**WHAT NEEDS TO BE DONE:**
Transcribe only what runs from the line including "the rear bumper" through the last line of the entries, exactly as it appears.
(MATERIAL TO PROCESS Opens)
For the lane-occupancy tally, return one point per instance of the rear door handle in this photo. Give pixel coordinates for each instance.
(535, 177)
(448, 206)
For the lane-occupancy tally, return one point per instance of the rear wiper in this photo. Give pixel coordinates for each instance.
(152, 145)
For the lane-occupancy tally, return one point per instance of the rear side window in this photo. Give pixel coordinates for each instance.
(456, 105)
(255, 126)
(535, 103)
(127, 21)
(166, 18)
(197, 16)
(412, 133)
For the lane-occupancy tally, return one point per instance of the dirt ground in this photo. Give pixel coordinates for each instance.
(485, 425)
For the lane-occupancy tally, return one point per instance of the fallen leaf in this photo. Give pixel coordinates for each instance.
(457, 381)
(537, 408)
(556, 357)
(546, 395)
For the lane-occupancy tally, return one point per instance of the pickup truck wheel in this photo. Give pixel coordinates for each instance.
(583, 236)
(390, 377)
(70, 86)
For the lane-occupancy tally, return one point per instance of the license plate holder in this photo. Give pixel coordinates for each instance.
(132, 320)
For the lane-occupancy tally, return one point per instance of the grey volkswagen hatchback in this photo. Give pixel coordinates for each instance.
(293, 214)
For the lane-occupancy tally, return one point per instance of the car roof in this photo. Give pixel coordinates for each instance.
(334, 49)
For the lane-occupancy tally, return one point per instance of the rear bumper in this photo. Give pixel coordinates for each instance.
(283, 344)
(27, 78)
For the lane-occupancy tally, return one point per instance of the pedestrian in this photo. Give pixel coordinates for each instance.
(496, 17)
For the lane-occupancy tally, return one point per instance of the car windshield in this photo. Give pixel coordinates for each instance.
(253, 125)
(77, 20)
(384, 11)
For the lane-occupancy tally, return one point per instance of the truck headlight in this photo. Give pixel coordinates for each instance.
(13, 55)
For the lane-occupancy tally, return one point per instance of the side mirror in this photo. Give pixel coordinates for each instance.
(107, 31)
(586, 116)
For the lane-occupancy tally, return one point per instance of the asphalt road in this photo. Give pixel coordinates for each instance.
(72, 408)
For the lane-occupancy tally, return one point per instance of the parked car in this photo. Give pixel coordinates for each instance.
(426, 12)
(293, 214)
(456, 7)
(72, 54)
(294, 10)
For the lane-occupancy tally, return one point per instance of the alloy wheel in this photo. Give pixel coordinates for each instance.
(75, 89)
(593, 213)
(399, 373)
(MATERIAL TO PROCESS Closes)
**PROBLEM SOLUTION:**
For the lane-occupancy tally, return one point per instance of the rear bumper in this photo. Give pixel coordinates for each instance.
(283, 344)
(27, 78)
For the lane-occupancy tally, return one point per instance of the pedestrian in this photo. Give pixel coordinates for each instance.
(496, 17)
For the lane-occupancy tally, return one point per instance of the car windshield in this photo. Give pixel coordinates for each instance.
(253, 125)
(77, 20)
(384, 11)
For the lane-occupancy tally, return one point per instance of the truck headlight in this photo. Give pixel coordinates for each instance.
(13, 55)
For the lane-occupancy tally, return one point per instance of the side mirror in this photo. Give pixel coordinates for each instance.
(107, 31)
(586, 116)
For the lane-occupancy tally, return one point per instance of the asphalt road in this photo. Give pixel coordinates for each instance.
(72, 408)
For the lane-occupancy tally, return one point per instance of the parked car in this photo. Give pixel coordinates for each instance.
(426, 12)
(293, 214)
(456, 7)
(72, 54)
(294, 10)
For the lane-occupancy tally, return one point per instance of the alloy wheel in this photo. Give pixel coordinates for each instance.
(75, 89)
(593, 213)
(399, 373)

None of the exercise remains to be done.